EXERCISE
Continue the article on tracking ovulation to improve the chance of conception, starting after its last sentence.

DOCUMENT EXCERPT
..............................

How to track ovulation and improve the chance of conception

In real estate they say success is all about location, location, location. In conception success is all about timing, timing, timing. Location does play a role but trust me no matter what your significant other tries to convince you of there is only one location that works. Hopefully that’s all I need to say about location so now we will focus on timing.

First let’s talk about what is ovulation. Ovulation is when the egg is released from the ovary. After leaving the ovary the egg travels into the fallopian tube where fertilization can take place. Studies have shown that to maximize the chance of getting pregnant you should have sex on the day of ovulation or the two days before ovulation.

To time intercourse or at home insemination correctly we need to know when is ovulation. In general ovulation occurs about 14 days after the start of menstruation. However, the timing of ovulation can vary significantly between women and even from cycle to cycle in the same person.

Signs of ovulation

Some women are able to tell when they ovulate because they have symptoms of ovulation such as changes in their cervical mucus, pain, and bleeding. Some women experience breast tenderness after ovulation. Other women have no symptoms of ovulation at all.

In my experience most women do not have symptoms of ovulation. However, even though they are not having symptoms they are still most likely ovulating on a regular basis. Do not be concerned if you do not have any of the above symptoms of ovulation. Menstrual cycles that are consistently somewhere between 25 to 35 days, indicate you are most likely ovulating. The length of the cycles can vary from cycle to cycle. As long as the large majority of the cycles are in the 25 to 35 days in length you are likely ovulating.

How to measure cycle length

I often get asked how to count cycle length. Traditionally, day one of the cycle starts with the first day of normal blood flow (spotting does not count) and then you continue to count days until the next time you have a full cycle start.

Some women use an ovulation calculator or ovulation test to see if they are ovulating. Basal body temperatures determinations also known as temperature charting can also be used to follow the menstrual cycle and determine if someone ovulates. I do not recommend using basal body temperatures if you are charting for fertility purposes because temperature charting is nowhere near as helpful as using ovulation predictor kits also known as ovulation tests or luteinizing hormone (LH) tests.

Temperature charting

Basal body temperature, temperature charting, can indicate whether someone is ovulating but temperature charting is not helpful for timing intercourse. With temperature charting there is a slight rise in basal body temperature after ovulation. Detecting this rise in temperature does indicate that ovulation occurred. However, you cannot detect the rise in temperature until after ovulation already happened. The best time to have sex for fertility purposes is the day of ovulation and right before ovulation. Temperature charting, therefore, is not useful for timing intercourse because by the time the you detect a temperature rises it is already too late in the cycle for intercourse to result in a high chance of pregnancy.

..............................

DATA TO EXAMINE
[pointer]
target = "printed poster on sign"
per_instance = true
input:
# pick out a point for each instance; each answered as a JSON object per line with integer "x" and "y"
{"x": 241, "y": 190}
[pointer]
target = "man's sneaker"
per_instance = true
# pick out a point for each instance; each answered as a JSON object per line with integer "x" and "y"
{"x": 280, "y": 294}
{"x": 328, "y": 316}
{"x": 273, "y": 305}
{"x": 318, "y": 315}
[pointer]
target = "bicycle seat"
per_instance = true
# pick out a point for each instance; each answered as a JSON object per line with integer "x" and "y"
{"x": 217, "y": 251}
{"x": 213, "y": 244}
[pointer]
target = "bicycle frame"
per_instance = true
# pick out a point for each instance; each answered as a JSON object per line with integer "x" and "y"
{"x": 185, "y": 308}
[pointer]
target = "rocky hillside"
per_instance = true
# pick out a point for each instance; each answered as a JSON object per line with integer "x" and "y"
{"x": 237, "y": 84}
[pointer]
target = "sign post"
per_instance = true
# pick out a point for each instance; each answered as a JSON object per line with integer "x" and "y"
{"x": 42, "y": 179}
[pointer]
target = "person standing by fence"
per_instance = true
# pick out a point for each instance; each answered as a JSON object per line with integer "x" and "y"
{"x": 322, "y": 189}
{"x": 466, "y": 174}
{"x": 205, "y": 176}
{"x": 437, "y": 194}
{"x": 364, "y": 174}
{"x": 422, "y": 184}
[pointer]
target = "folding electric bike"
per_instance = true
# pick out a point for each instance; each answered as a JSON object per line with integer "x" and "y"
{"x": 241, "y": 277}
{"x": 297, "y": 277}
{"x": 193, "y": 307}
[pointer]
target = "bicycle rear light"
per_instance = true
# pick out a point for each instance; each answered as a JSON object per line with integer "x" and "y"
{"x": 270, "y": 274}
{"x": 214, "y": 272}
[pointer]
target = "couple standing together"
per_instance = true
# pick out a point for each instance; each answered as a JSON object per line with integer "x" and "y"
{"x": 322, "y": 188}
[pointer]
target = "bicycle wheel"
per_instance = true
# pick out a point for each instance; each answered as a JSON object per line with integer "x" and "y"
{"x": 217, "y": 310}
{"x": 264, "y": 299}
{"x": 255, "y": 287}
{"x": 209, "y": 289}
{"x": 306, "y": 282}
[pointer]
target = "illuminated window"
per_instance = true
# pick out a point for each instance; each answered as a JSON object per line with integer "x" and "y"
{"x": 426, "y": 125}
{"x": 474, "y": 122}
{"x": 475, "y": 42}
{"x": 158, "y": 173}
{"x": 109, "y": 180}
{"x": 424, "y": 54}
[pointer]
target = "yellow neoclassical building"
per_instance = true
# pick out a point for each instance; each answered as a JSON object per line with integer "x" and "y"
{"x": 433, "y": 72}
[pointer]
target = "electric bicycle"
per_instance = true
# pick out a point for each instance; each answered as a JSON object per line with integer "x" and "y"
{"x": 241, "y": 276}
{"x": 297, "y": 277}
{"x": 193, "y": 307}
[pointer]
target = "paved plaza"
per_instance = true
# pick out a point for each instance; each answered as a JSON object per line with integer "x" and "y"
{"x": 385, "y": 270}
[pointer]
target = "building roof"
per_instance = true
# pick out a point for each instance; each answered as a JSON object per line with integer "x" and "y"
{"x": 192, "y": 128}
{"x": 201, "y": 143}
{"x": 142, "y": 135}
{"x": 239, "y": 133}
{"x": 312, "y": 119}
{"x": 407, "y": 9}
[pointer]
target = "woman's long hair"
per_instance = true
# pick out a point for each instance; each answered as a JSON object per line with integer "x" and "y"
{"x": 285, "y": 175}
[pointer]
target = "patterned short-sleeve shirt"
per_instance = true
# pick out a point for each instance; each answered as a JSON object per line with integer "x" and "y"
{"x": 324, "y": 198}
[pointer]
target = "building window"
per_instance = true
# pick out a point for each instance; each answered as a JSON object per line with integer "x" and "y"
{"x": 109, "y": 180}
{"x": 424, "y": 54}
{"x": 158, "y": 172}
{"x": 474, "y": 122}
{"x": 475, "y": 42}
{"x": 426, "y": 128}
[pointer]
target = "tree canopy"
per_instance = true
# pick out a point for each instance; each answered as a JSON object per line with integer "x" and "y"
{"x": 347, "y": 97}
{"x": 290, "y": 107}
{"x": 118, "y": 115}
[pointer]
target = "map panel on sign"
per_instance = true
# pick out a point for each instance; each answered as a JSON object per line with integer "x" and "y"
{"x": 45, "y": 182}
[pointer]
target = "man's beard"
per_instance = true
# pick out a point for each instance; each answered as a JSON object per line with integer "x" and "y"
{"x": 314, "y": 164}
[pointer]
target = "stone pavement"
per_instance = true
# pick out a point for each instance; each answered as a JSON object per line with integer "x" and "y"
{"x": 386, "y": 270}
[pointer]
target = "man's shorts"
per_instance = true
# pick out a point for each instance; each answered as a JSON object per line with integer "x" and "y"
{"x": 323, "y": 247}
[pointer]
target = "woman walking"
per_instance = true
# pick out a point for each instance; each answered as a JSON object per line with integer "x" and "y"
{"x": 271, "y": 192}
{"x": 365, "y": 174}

..............................

ANSWER BELOW
Ovulation tests

I recommend using ovulation predictor kits also known as ovulation tests to determine when you are likely going to ovulate. You can keep track of the information in a calendar, app or ovulation calculator. Ovulation tests are much easier than daily temperature charting.

Ovulation tests work by measuring the amount of LH present in the urine. LH increases right before ovulation. Using the LH or ovulation tests you can determine if you will ovulate and the best time to have sex. Once the ovulation test starts to turn positive you have intercourse every other day for about a week. This will ensure that you have sex on the days of your cycle most likely to result in pregnancy.

When using an at home insemination kit to have a child ovulation predictor kits are crucial to correctly time insemination. If the kit shows peak ovulation, you should perform the insemination at the time of peak ovulation. If your ovulation predictor kit does not indicate when peak ovulation occurs then I recommend proceeding with insemination 24 to 48 hours after your predictor kit turns positive.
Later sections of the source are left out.